> Document extract
High dimensional data is problematic due to high computational costs and memory usage. It can consist of irrelevant, misleading or redundant features that are the ones increasing the search space size. They make it harder to process the data and therefore do not contribute to the learning process [13]. There are methods to reduce dimensionality: Feature Selection and Feature Extraction. In the former, the features that contain the information necessary to solve the problem are the only ones selected; in the latter, it consists of methods that seeks a transformation of the input space into a lower dimensional subspace that still contains most of the relevant information. Both or only one of these methods can be used as a preprocessing step. The need for feature selection and extraction is due to the information of a dataset falling in either of three categories: relevant, irrelevant and redundant. By means of the method to remove the majority of irrelevant and redundant features, the objective is to create a subset with the least amount of features that still retains the most information and contributes to the learning accuracy [14].

> Exercise task 1
According to the passage on dimensionality reduction, into which three categories does the information of a dataset fall?
> Exercise task 2
Summarize the passage on dimensionality reduction in two sentences.
> Exercise task 3
Extend the passage on dimensionality reduction with a few more sentences, picking up after its final sentence.
The lines after this passage come from a separate source.

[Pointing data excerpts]
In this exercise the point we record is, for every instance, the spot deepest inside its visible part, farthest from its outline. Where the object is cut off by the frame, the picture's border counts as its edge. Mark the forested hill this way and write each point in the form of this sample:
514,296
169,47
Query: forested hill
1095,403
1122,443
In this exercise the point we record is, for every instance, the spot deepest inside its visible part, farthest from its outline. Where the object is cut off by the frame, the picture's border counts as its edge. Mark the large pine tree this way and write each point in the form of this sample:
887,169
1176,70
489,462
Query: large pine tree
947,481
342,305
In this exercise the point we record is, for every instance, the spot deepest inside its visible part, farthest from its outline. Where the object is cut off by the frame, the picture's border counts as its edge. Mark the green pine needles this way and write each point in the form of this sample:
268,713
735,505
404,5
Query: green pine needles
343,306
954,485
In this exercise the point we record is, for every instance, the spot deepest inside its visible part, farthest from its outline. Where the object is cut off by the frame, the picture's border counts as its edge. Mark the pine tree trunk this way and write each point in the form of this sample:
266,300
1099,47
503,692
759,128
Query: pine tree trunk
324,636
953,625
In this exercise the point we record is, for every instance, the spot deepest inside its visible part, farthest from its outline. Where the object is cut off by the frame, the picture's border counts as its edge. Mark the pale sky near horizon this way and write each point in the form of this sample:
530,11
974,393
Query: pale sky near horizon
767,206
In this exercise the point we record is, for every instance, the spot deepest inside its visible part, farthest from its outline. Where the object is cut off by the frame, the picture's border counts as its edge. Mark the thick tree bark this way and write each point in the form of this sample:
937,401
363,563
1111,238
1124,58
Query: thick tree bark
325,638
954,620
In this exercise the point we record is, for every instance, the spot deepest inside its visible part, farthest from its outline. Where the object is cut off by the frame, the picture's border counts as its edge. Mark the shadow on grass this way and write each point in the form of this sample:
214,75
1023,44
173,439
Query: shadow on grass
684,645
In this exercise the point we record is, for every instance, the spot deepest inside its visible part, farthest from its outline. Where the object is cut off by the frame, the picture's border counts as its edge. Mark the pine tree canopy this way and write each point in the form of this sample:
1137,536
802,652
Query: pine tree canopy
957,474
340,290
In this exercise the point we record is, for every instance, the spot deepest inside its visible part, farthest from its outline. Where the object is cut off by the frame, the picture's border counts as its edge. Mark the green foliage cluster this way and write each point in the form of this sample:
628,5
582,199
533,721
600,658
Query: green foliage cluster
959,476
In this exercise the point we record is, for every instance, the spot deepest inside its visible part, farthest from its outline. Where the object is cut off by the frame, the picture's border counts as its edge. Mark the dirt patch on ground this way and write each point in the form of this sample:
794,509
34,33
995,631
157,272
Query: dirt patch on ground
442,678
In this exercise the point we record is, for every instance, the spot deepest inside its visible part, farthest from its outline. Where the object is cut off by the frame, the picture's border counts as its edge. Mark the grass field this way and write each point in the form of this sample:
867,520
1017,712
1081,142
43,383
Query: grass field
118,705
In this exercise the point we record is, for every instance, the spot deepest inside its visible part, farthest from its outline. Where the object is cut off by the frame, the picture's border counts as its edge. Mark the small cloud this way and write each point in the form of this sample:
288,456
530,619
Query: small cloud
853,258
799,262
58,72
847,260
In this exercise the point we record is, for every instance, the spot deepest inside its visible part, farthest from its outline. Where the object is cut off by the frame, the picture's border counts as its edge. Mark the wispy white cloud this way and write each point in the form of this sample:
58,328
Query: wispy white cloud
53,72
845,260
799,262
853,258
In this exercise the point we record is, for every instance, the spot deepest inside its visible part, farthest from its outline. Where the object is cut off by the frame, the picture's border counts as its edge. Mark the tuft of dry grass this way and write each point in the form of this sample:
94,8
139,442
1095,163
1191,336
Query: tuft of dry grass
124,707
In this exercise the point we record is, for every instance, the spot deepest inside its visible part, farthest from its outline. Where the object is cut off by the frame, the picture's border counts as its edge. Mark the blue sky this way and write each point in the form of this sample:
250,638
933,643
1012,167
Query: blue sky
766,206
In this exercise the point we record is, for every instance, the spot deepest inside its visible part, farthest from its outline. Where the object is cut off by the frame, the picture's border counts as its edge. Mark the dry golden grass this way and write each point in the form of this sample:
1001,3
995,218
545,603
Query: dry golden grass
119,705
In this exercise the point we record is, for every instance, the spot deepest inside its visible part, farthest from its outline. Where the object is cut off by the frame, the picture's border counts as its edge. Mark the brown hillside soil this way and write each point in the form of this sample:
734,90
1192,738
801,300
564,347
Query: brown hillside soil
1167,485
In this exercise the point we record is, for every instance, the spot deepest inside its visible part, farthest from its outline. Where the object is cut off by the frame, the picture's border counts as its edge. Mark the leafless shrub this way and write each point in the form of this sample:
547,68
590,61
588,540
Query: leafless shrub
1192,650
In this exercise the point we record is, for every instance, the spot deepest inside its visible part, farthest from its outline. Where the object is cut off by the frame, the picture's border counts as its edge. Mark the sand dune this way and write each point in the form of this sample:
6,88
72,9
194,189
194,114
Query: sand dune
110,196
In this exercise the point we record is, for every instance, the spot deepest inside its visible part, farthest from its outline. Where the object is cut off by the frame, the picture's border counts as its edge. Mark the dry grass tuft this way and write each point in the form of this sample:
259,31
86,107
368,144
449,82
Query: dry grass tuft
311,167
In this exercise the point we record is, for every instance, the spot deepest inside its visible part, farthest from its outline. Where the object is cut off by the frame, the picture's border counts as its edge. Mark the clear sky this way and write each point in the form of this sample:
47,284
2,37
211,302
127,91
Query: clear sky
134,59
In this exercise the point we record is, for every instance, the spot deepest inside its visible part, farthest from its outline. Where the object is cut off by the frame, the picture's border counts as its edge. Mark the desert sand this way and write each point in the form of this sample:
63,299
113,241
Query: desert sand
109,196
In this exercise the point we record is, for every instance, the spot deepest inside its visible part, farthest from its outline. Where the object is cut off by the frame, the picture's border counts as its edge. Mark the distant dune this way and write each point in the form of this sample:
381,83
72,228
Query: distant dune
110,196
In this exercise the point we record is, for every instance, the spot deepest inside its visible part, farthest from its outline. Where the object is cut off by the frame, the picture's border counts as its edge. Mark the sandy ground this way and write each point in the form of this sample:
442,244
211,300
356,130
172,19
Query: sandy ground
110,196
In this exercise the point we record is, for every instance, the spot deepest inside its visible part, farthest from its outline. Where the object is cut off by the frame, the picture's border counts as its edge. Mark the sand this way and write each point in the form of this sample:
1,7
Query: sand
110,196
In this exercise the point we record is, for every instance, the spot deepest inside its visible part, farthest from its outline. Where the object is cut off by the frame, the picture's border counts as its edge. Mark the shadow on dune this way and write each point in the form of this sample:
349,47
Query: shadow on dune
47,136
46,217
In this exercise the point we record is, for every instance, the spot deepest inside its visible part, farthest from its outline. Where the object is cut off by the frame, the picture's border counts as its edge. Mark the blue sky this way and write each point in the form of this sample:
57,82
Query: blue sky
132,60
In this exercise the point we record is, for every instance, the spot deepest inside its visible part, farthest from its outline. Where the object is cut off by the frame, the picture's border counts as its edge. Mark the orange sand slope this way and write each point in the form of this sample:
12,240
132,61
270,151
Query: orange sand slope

> Task response 1
Relevant, irrelevant and redundant.

> Task response 2
High dimensional data brings high computational and memory costs, and its irrelevant, misleading or redundant features enlarge the search space without contributing to learning. Feature selection keeps only the features needed to solve the problem, while feature extraction transforms the input space into a lower dimensional subspace, and the aim is the smallest feature subset that retains the most information and supports learning accuracy.

> Task response 3
Some advantages of feature selection [14] include:

  • Reduce storage requirements and increase algorithm speed.

  • Removes redundant, irrelevant or noisy data.

  • Improves data quality.

  • Increases accuracy of the resulting model.

  • Reduction of feature set and therefore faster future recollections.

  • Improved performance in predictive accuracy.

  • Better visualization and understanding about the dataset.

There is a major difference between feature selection and feature extraction. In selection, when a dataset is complex with many relevant features, choosing only a small selection of them, means that information will be lost by the omission. Whereas in feature extraction, the size of the feature space can be decreased without discarding features, but the transformation done to linearly combine them makes them harder to interpret as individual features.

3.1 Principal Component Analysis

Among these techniques, the most common and popular one is Principal Component Analysis (PCA) developed by Karl Pearson in 1901. It consists of a linear transformation of data that minimizes the redundancy, which is measured by the covariance, and maximizes the information, which is measured by the variance. PCA uses orthogonal transformations to convert samples of correlated variables into samples of linearly uncorrelated features [13]. These new features are called principle components (PC) and describe the same or less amount of information. Principle components are new features with two properties:

  • each principle component is a linear combination of the original variables.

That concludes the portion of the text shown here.